__What you should do__: Only the lines from the one holding "Indicate every instance of the halter cheek" to the end should be retyped, exactly, with both ends included and no pictures.
start
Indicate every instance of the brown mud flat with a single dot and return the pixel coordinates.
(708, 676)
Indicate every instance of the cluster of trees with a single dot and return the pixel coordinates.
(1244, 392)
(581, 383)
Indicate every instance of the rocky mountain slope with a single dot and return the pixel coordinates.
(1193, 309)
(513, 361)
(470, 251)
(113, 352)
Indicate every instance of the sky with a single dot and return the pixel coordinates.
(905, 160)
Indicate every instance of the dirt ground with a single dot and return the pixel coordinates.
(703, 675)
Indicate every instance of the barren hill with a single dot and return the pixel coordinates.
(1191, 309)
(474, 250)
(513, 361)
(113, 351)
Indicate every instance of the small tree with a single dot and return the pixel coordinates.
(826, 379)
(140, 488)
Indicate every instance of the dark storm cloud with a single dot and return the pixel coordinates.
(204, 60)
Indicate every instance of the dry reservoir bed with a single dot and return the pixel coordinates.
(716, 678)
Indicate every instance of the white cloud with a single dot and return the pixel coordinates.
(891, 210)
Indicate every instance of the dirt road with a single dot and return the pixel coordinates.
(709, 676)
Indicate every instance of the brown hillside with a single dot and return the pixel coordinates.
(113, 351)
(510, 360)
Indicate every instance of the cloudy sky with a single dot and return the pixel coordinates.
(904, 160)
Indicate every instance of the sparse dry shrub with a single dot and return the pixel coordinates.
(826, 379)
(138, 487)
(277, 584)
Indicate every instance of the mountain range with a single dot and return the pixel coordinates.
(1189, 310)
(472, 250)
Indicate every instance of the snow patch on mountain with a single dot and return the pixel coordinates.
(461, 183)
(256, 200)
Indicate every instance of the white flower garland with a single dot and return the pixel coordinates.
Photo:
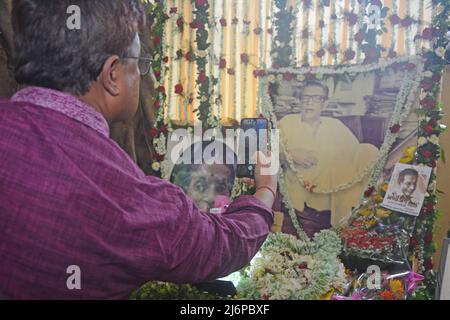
(289, 268)
(401, 111)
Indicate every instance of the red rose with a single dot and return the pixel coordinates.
(352, 19)
(188, 56)
(245, 58)
(433, 163)
(332, 50)
(288, 76)
(407, 22)
(373, 54)
(428, 237)
(427, 153)
(394, 19)
(180, 23)
(428, 264)
(164, 129)
(392, 53)
(359, 36)
(427, 85)
(410, 66)
(428, 103)
(154, 132)
(202, 76)
(369, 192)
(200, 3)
(429, 129)
(428, 33)
(179, 88)
(376, 3)
(303, 265)
(395, 128)
(222, 63)
(349, 54)
(436, 77)
(320, 53)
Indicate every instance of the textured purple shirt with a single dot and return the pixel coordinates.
(70, 196)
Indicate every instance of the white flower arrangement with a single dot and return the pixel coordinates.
(289, 268)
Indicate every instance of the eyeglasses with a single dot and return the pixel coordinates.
(144, 64)
(315, 99)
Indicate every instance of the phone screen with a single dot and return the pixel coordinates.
(260, 126)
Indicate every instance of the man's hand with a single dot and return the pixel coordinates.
(304, 158)
(266, 185)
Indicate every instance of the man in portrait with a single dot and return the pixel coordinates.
(326, 167)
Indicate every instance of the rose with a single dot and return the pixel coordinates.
(359, 36)
(352, 19)
(428, 237)
(410, 66)
(245, 58)
(395, 128)
(320, 53)
(222, 63)
(349, 54)
(407, 22)
(332, 50)
(394, 19)
(429, 129)
(202, 77)
(188, 56)
(428, 103)
(179, 88)
(154, 132)
(392, 53)
(288, 76)
(427, 33)
(426, 153)
(180, 23)
(200, 3)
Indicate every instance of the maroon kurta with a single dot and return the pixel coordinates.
(70, 196)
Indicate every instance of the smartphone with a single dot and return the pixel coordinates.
(260, 127)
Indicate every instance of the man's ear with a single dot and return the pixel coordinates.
(109, 75)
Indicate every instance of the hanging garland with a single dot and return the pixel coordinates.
(161, 124)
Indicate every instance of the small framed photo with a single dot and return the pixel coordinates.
(443, 277)
(407, 189)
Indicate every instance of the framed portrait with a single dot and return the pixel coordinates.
(341, 129)
(407, 189)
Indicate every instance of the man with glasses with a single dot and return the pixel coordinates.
(79, 219)
(327, 162)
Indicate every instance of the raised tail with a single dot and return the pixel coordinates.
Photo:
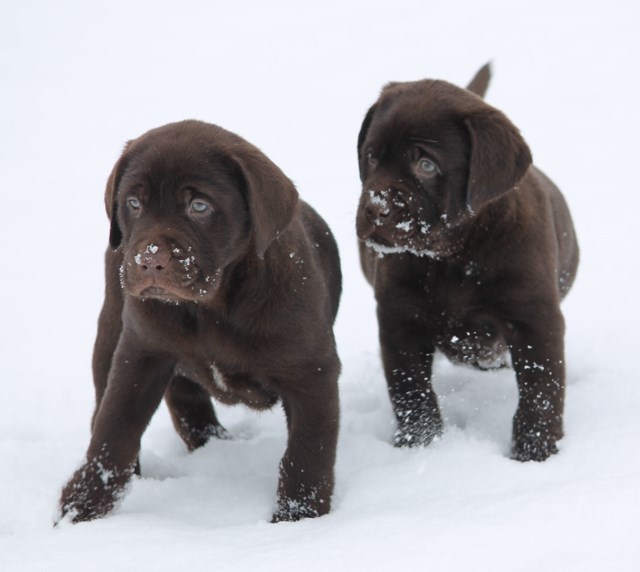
(480, 81)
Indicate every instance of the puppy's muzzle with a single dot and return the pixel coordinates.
(153, 260)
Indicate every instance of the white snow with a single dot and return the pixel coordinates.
(296, 79)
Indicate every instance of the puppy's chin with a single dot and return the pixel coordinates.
(171, 294)
(382, 250)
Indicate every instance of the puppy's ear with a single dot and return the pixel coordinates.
(271, 196)
(363, 135)
(499, 157)
(111, 199)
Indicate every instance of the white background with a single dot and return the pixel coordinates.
(78, 79)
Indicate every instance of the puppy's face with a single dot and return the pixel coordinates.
(185, 206)
(431, 157)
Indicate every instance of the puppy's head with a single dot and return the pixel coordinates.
(186, 202)
(431, 157)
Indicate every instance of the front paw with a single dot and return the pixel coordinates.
(417, 432)
(92, 492)
(533, 446)
(291, 510)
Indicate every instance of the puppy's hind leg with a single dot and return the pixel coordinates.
(192, 413)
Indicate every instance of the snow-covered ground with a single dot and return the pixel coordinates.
(295, 78)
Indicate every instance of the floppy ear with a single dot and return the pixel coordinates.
(499, 157)
(272, 197)
(363, 134)
(110, 199)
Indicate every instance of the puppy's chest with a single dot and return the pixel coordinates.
(231, 365)
(470, 328)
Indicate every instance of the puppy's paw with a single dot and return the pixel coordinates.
(92, 492)
(291, 510)
(418, 434)
(533, 447)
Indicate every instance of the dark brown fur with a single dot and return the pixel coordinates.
(469, 249)
(235, 302)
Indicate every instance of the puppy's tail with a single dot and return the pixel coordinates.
(480, 81)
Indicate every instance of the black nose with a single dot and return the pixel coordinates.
(153, 258)
(377, 205)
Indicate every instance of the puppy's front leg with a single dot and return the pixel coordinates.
(306, 469)
(407, 355)
(538, 359)
(135, 389)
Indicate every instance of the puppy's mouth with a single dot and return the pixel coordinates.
(158, 293)
(383, 249)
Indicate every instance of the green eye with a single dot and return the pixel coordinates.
(427, 166)
(199, 206)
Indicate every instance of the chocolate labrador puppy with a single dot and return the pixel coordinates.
(469, 249)
(219, 282)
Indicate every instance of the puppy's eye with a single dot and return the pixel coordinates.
(427, 166)
(199, 207)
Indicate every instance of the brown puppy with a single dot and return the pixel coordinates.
(219, 282)
(469, 249)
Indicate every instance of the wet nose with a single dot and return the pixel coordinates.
(153, 258)
(377, 206)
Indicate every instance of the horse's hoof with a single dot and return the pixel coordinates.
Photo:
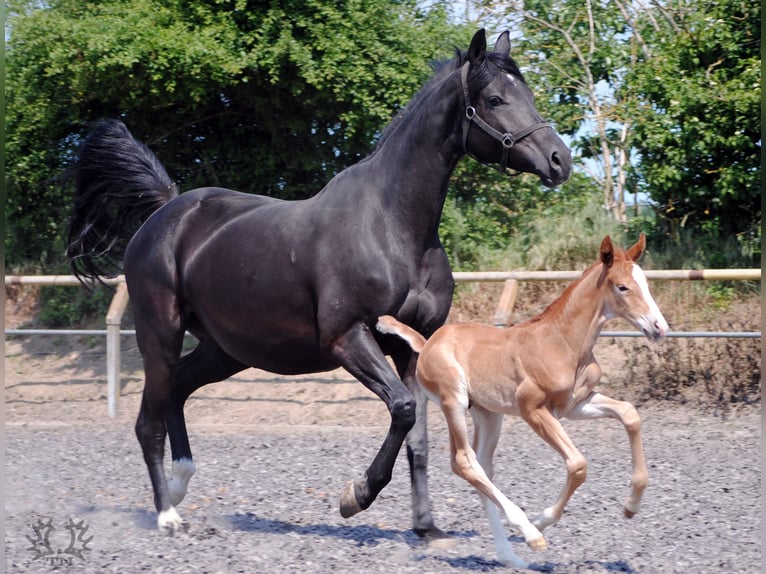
(348, 503)
(537, 544)
(169, 521)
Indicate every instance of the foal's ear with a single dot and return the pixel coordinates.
(607, 251)
(478, 46)
(635, 252)
(503, 44)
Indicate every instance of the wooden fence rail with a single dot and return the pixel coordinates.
(502, 315)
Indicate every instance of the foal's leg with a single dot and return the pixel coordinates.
(207, 363)
(417, 451)
(487, 427)
(359, 353)
(542, 421)
(600, 406)
(466, 465)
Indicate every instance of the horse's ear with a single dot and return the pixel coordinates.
(503, 44)
(635, 252)
(607, 251)
(478, 46)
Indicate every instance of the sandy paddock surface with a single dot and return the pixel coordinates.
(273, 454)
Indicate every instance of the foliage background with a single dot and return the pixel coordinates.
(658, 100)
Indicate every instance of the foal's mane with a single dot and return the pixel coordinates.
(478, 78)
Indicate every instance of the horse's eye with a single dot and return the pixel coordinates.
(495, 101)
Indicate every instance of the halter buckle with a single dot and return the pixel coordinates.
(507, 141)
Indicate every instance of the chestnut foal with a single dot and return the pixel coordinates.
(541, 370)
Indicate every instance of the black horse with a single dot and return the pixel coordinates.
(297, 286)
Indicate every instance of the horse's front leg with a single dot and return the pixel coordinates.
(596, 406)
(358, 352)
(417, 451)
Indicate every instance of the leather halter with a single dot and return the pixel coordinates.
(507, 140)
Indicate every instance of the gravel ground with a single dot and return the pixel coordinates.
(265, 495)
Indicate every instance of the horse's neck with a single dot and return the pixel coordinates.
(417, 158)
(579, 314)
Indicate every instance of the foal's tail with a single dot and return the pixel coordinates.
(119, 184)
(391, 326)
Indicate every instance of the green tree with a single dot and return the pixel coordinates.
(697, 126)
(271, 98)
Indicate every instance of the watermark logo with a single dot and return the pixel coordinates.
(59, 549)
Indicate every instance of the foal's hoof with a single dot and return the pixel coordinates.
(348, 503)
(537, 544)
(630, 509)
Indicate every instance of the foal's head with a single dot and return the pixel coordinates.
(627, 290)
(497, 95)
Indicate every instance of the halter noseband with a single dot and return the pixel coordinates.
(507, 140)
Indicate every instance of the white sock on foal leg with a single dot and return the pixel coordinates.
(180, 474)
(505, 552)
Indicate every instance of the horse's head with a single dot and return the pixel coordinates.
(501, 122)
(627, 290)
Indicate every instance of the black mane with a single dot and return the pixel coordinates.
(478, 78)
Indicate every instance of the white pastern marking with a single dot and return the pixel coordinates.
(640, 279)
(169, 519)
(182, 471)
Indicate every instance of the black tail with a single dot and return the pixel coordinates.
(119, 184)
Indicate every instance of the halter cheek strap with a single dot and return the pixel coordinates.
(506, 140)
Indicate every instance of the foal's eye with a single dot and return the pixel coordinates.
(495, 101)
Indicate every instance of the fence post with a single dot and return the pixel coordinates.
(113, 321)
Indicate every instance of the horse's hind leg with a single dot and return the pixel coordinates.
(597, 405)
(417, 452)
(160, 354)
(358, 352)
(207, 363)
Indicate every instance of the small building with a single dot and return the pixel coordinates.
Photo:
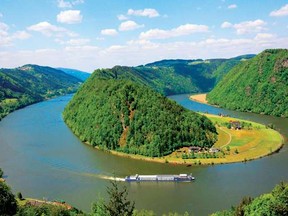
(235, 125)
(194, 149)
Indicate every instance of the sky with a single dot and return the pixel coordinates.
(91, 34)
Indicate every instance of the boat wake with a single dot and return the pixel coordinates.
(105, 177)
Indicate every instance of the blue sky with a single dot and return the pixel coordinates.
(91, 34)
end
__Final result__:
Indicate every instance of the halter cheek strap with a single dot and return the pixel coordinates.
(506, 140)
Indicate every instance of the foal's eye with a single dot and return the pixel coordinates.
(495, 101)
Indicate every instance of the fence post with a single dot and return the pixel coordinates.
(113, 321)
Indicate every instance of the horse's hind leg with a single dot and return the pixel coordinates.
(597, 405)
(417, 452)
(160, 354)
(358, 352)
(207, 363)
Indicate every instance of the small building with a single dot and return the pixel coordinates.
Photo:
(235, 125)
(194, 149)
Indicate every instance of the sky with a single dot and return the pixel coordinates.
(91, 34)
Indicate every instance of the boat wake with a single dot and return the pixel coordinates.
(105, 177)
Indicate every instance of the blue sky with a single dot and return the pixel coordinates.
(91, 34)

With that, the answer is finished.